## [GIVEN EXERCISE]
Convert every line of the entries below into a JSON list of strings, one string per line, omitting blank lines and leaving out the pictures.

-- START EXTRACTED ENTRIES --

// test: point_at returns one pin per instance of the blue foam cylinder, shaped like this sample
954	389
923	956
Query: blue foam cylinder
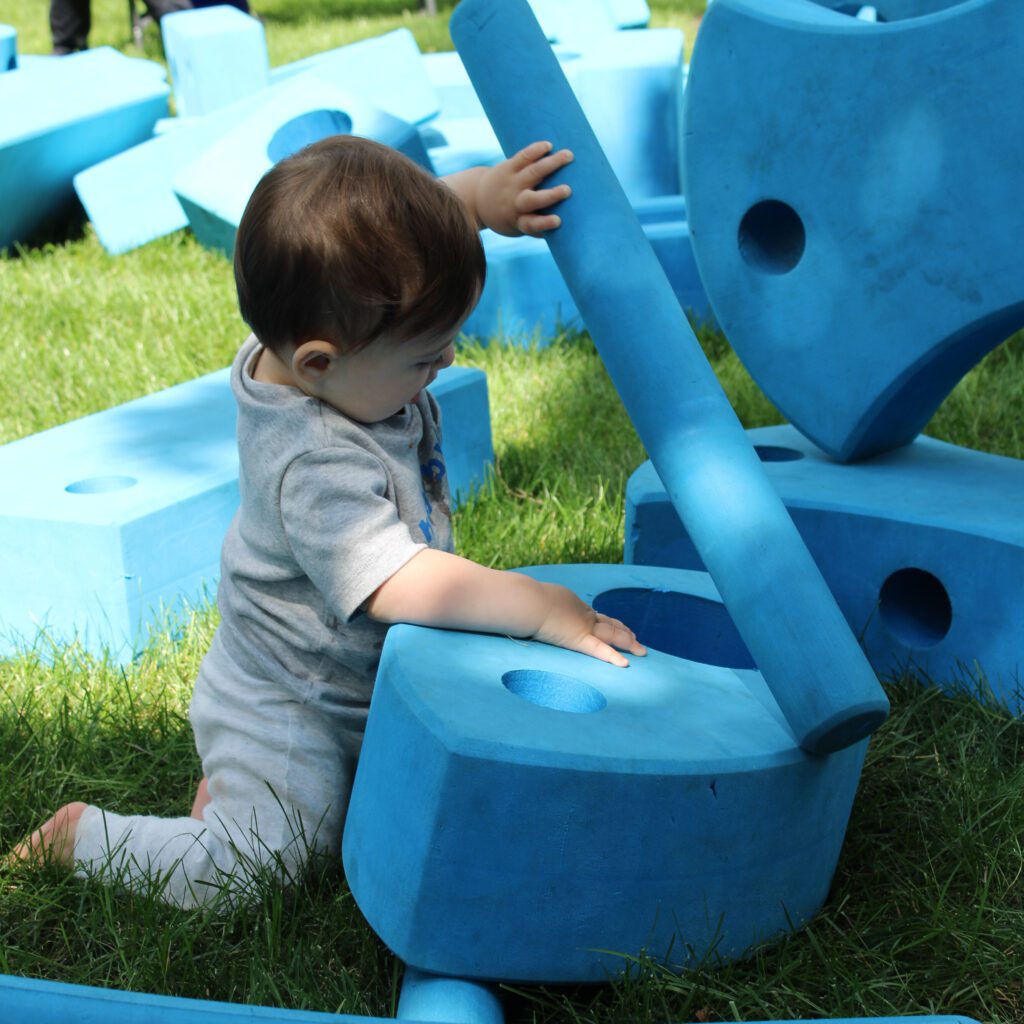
716	480
923	548
527	813
854	196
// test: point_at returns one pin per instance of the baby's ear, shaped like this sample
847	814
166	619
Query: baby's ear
312	359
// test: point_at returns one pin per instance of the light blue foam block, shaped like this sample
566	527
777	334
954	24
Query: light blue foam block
60	117
524	296
923	548
8	47
672	394
216	55
111	523
860	253
215	188
548	814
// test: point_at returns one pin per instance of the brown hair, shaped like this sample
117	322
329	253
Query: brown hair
347	240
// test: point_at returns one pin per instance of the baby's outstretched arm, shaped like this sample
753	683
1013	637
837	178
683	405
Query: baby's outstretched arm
434	588
506	198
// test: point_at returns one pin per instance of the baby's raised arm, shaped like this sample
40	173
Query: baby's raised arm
435	588
506	198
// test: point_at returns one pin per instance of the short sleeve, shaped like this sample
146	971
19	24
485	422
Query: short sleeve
344	530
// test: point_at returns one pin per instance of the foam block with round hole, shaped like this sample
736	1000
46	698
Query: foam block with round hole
854	196
923	548
671	392
526	813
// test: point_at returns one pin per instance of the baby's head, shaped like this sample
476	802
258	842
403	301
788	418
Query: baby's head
351	245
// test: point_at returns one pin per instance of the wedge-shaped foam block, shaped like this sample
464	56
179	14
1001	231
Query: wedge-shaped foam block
62	116
860	255
519	778
671	392
216	55
524	295
110	523
923	548
214	189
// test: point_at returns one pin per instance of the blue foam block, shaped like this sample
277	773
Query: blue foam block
525	297
387	71
60	117
548	814
111	523
923	548
672	394
216	55
859	255
8	47
215	188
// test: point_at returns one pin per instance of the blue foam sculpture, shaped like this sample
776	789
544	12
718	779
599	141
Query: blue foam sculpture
526	813
923	548
111	523
525	298
216	55
855	205
717	482
62	116
8	47
215	188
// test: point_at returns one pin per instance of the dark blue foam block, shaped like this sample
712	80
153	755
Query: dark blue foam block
111	523
672	394
854	197
923	548
60	117
527	813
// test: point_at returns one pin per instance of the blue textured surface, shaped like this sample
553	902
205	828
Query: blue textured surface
215	188
923	548
216	55
859	253
110	523
60	117
525	298
546	811
679	410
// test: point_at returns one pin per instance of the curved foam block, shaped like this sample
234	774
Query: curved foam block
854	197
523	812
923	548
216	187
672	394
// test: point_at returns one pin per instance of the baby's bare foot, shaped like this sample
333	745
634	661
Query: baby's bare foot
53	840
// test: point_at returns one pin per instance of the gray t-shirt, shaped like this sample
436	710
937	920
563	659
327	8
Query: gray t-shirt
330	509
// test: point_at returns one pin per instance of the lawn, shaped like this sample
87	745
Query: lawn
926	913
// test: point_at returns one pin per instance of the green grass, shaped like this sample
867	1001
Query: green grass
926	913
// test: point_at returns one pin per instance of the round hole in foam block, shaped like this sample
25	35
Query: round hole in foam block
492	837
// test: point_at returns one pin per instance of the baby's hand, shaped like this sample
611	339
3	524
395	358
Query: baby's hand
574	625
508	200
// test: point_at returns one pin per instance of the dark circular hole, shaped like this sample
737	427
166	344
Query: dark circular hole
775	453
305	129
915	607
677	624
550	689
772	237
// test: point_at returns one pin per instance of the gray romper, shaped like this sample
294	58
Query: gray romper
330	509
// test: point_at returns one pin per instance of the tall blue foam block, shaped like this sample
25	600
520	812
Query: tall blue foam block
110	524
215	188
526	813
858	254
717	482
61	118
923	548
8	47
216	55
525	297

-- END EXTRACTED ENTRIES --

## [SOLUTION TO THE EXERCISE]
[
  "// test: point_at returns one pin per instance of the blue foam cylinder, shaped like this sample",
  "954\t389",
  "923\t956",
  "Query: blue foam cylinder",
  "716\t480",
  "923\t548",
  "527\t813",
  "854\t196",
  "// test: point_at returns one pin per instance of the baby's ear, shaped like this sample",
  "847\t814",
  "166\t619",
  "Query: baby's ear",
  "312\t359",
  "// test: point_at returns one pin per instance of the light blue foam block, shaped like this sample",
  "566\t527",
  "777\t334",
  "954\t24",
  "Query: light blue foam block",
  "60\t117",
  "524\t296",
  "923\t548",
  "8\t47",
  "672\t394",
  "216\t55",
  "111\t523",
  "860\t253",
  "215\t188",
  "548\t814",
  "// test: point_at returns one pin per instance of the brown hair, shaped like this sample",
  "117\t322",
  "329\t253",
  "Query: brown hair",
  "347\t240",
  "// test: point_at returns one pin per instance of the baby's outstretched arm, shaped like this sample",
  "753\t683",
  "1013\t637",
  "837\t178",
  "683\t405",
  "Query: baby's outstretched arm",
  "434\t588",
  "506\t198",
  "// test: point_at returns one pin per instance of the baby's raised arm, shaped like this sample",
  "40\t173",
  "Query: baby's raised arm",
  "435\t588",
  "506\t198",
  "// test: point_at returns one pin per instance of the short sleeve, shaped like this sample",
  "146\t971",
  "19\t24",
  "485\t422",
  "Query: short sleeve",
  "344\t530",
  "// test: point_at returns one pin per instance of the foam block with round hole, shaped like this sample",
  "736\t1000",
  "46\t698",
  "Query: foam block with round hole",
  "854\t196",
  "923\t548",
  "671\t392",
  "526\t813",
  "// test: point_at returns one pin per instance of the baby's head, shaped like this sample",
  "476\t802",
  "258\t842",
  "403\t301",
  "788\t418",
  "Query: baby's head",
  "351\t245",
  "// test: point_at returns one pin per instance of the wedge-shaped foam block, shaped like this sample",
  "464\t56",
  "179\t14",
  "1001\t231",
  "Query: wedge-shaped foam block",
  "62\t116",
  "860\t255",
  "519\t778",
  "671\t392",
  "216\t55",
  "524\t295",
  "110\t523",
  "923\t548",
  "214\t189",
  "// test: point_at returns one pin per instance of the blue foam block, shaped like this sample",
  "277\t773",
  "Query: blue foam block",
  "525\t297",
  "387\t71",
  "60\t117",
  "548\t814",
  "111\t523",
  "923\t548",
  "672\t394",
  "216\t55",
  "859\t255",
  "8\t47",
  "215\t188",
  "// test: point_at returns one pin per instance of the blue foam sculpture, shaped like this sample",
  "776\t789",
  "544\t12",
  "718\t779",
  "599\t141",
  "Query: blue foam sculpture",
  "526\t813",
  "923\t548",
  "111\t523",
  "525\t298",
  "216\t55",
  "855\t205",
  "717\t482",
  "62\t116",
  "8\t47",
  "215\t188",
  "// test: point_at returns one pin per instance of the dark blue foam block, shaped like this sample",
  "712\t80",
  "153\t755",
  "Query: dark blue foam block",
  "111\t523",
  "672\t394",
  "854\t197",
  "923\t548",
  "60\t117",
  "527\t813",
  "// test: point_at returns one pin per instance of the blue textured surface, shaped like this sample",
  "553\t902",
  "205\t828",
  "Query: blue textured surface",
  "215\t188",
  "923\t548",
  "216\t55",
  "859\t253",
  "110\t523",
  "60\t117",
  "525\t298",
  "546\t811",
  "679\t410",
  "// test: point_at returns one pin per instance of the curved foam block, shaped like this sample",
  "234\t774",
  "Query: curved foam block",
  "854\t197",
  "523\t812",
  "923\t548",
  "216\t187",
  "672\t394",
  "// test: point_at returns one pin per instance of the baby's bare foot, shaped like this sample",
  "333\t745",
  "634\t661",
  "Query: baby's bare foot",
  "53\t840",
  "// test: point_at returns one pin per instance of the gray t-shirt, shaped like this sample",
  "436\t710",
  "937\t920",
  "563\t659",
  "327\t8",
  "Query: gray t-shirt",
  "330\t509",
  "// test: point_at returns one pin per instance of the lawn, shaped like this sample",
  "87\t745",
  "Query: lawn",
  "926\t913",
  "// test: point_at returns one pin per instance of the green grass, shaped like this sample",
  "867\t1001",
  "Query: green grass",
  "926\t913",
  "// test: point_at returns one pin per instance of the round hole in foam block, shaped like this sample",
  "25\t35",
  "Query: round hole in foam block",
  "492\t837",
  "// test: point_at returns one pin per instance of the baby's hand, shaped like this sample",
  "611\t339",
  "3\t524",
  "395\t358",
  "Query: baby's hand",
  "574\t625",
  "508\t200",
  "// test: point_at returns one pin per instance of the dark circular hole, shaped like this sample",
  "737\t427",
  "166\t344",
  "Query: dark circular hole",
  "775\t453",
  "305\t129",
  "915\t607",
  "677\t624",
  "550\t689",
  "772\t237",
  "// test: point_at returns one pin per instance of the gray romper, shaped like this sample",
  "294\t58",
  "Query: gray romper",
  "330\t509",
  "// test: point_at returns one pin per instance of the tall blue foam block, shaped like this sample",
  "25\t600",
  "520\t812",
  "Query: tall blue foam block",
  "110\t524",
  "215\t188",
  "526\t813",
  "858\t254",
  "717\t482",
  "61\t118",
  "923\t548",
  "8\t47",
  "216\t55",
  "525\t297"
]